» **ASSIGNMENT 1**:
In the honeymoon story, during what hours did the first hotel hold its wine and cheese reception?
» **ASSIGNMENT 2**:
Continue the honeymoon story from its last sentence.

So check this out, quick little PUMPY story about our honeymoon. And it doesn't include any consummation. Awwwwwwwww yeah.
First day, we get to the first fancy hotel, and they have a "wine and cheese reception" every evening from 6-7. Lucky for us, we were always around at that time...uh, so we hit the wine and cheese reception every day we stayed there.
Most of us know what wine does to you - it gets you drunk.
Similarly, most of us know what cheese does to you - it constipates you a little bit.
Finally, most of us know what any food does to me - it gives me explosive diarrhea.
WINE AND CHEESE PUMP! EXPLOSIVE DIARRHEA UNPUMP!
So after three straight nights of wine and cheese from 6-7, we head to the next destination. Sadly, they didn't have a wine and cheese reception. But the owner of the property was really nice and helpful. He even suggested a couple fantastic restaurants to eat at.
His first choice, El Quenepa, was the first place we hit. Not even sure what that means, but el quenepo is a tree that grows these really tasty fruit nut things. Whatever. We drunkenly stumbled upon the place, and recognized the name, so we stopped in for dinner.
Of course the dinner was wonderful, as I ate the shit out of some Mahi Mahi. Then I ate the shit out of some insane flan.
Out of nowhere, "rumble rumble", my belly says. Excusing myself, I head to the men's room to unleash hell. All I could release was a slow trickle of urine.
Not worried, I head back to the table to get the bill, and bust. After a few more belly rumbles, my urge to get out of there intensifies. Sadly, the service was slow, but finally we're on our way.

» **SOURCE MATERIAL**:
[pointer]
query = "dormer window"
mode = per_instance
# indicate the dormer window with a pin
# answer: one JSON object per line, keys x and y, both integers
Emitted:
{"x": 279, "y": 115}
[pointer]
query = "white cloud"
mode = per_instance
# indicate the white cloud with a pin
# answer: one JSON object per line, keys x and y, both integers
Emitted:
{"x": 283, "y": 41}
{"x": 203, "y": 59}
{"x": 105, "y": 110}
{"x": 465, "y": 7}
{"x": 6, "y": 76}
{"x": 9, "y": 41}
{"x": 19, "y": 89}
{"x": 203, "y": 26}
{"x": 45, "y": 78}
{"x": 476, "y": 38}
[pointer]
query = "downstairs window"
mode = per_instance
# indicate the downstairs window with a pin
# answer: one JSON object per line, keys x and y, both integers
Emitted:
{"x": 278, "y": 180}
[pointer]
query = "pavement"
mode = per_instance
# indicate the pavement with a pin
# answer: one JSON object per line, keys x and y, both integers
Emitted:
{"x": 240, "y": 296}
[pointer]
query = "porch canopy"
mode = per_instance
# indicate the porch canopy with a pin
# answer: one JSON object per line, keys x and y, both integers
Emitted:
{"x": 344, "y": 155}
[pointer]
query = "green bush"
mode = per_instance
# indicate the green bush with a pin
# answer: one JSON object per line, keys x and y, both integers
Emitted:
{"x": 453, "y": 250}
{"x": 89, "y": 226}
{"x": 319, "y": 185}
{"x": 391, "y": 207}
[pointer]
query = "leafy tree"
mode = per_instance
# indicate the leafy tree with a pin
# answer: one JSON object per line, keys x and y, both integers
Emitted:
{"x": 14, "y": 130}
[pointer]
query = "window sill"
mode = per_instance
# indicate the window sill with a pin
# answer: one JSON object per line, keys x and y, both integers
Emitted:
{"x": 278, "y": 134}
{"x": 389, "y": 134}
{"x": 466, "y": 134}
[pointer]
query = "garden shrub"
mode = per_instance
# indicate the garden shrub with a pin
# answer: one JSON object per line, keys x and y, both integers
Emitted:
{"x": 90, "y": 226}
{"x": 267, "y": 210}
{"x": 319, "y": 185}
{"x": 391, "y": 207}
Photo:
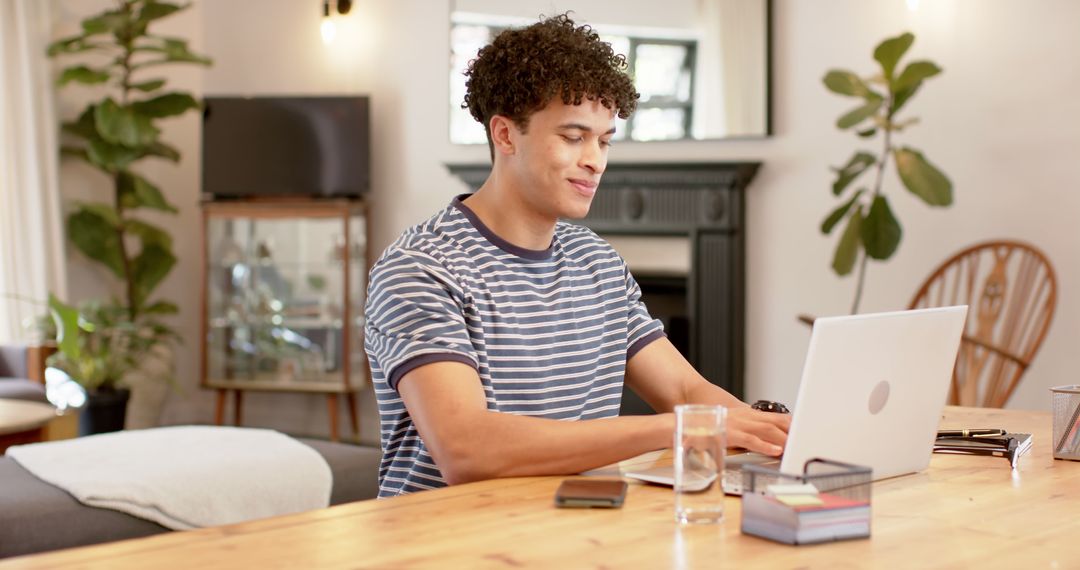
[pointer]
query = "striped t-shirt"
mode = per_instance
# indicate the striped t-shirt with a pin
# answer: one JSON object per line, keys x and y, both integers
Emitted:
{"x": 549, "y": 331}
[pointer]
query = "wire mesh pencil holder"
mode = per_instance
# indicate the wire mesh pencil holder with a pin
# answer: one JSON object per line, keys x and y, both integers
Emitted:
{"x": 835, "y": 477}
{"x": 1065, "y": 402}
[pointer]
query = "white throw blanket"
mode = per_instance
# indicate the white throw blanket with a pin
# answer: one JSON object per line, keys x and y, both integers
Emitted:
{"x": 187, "y": 476}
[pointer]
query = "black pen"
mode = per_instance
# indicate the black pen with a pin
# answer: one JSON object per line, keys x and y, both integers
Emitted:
{"x": 969, "y": 433}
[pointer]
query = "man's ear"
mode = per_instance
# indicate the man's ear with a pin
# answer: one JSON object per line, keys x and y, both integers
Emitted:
{"x": 503, "y": 132}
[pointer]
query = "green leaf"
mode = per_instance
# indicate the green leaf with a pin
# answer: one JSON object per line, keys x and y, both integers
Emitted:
{"x": 889, "y": 52}
{"x": 66, "y": 319}
{"x": 880, "y": 230}
{"x": 167, "y": 105}
{"x": 151, "y": 266}
{"x": 147, "y": 86}
{"x": 82, "y": 75}
{"x": 923, "y": 179}
{"x": 161, "y": 308}
{"x": 110, "y": 158}
{"x": 103, "y": 211}
{"x": 901, "y": 97}
{"x": 915, "y": 72}
{"x": 852, "y": 170}
{"x": 108, "y": 23}
{"x": 122, "y": 125}
{"x": 75, "y": 152}
{"x": 174, "y": 50}
{"x": 72, "y": 44}
{"x": 162, "y": 150}
{"x": 845, "y": 82}
{"x": 83, "y": 126}
{"x": 859, "y": 114}
{"x": 847, "y": 250}
{"x": 148, "y": 233}
{"x": 136, "y": 191}
{"x": 153, "y": 10}
{"x": 96, "y": 239}
{"x": 837, "y": 215}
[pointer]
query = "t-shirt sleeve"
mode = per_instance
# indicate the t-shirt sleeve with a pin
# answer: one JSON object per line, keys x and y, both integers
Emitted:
{"x": 642, "y": 328}
{"x": 415, "y": 316}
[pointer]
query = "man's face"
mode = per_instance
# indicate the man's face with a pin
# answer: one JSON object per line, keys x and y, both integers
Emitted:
{"x": 558, "y": 160}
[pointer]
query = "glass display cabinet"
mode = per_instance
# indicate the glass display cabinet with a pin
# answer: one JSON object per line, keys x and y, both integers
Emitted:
{"x": 283, "y": 301}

» **ANSWER SECTION 1**:
From 6 to 7 every evening.

» **ANSWER SECTION 2**:
Right as I pull up to our casa, it's go time. I had to shit so bad I could taste it. Seriously, I could. Disgusting. Being on the third floor was awesome, as we had an amazing view of the island, but that's three (3) goddamn flights of stairs I'm going to have to go up to get to the bathroom. Also love how the dude gave us two (2) keys that look exactly the same, and only one (1) unlocks the door. And I never choose the correct key first.
It's humid, and I've been sweating so hard for the last couple minutes. This brewing, steaming, almost certainly liquid bowel movement is only making me sweat more. The anticipation of whether or not I'll make it to the bathroom in time isn't helping either. Gettin' so PUMPED UP right now.
Finally the sweet sound of a door being unlocked rings out, and I dash for the bathroom. It was glorious. And I thought I was sweating furiously before the elimination lol, shoot, it was the during that got me.
The PUMPIEST BROWN-MAKING EVER.
It's funny, after the first couple days, eating so much cheese, and getting so plugged up, it makes sense that after the first day at the next place, I would destroy the laws of human biological waste excretion.
AND THAT MAKES FOR ONE PUMPED UP DUDE
EXTRA BONUS PUMP: I was riding my bike the other day and got hit by a car - dude was gonna run a red light, and didn't see me. That sucked.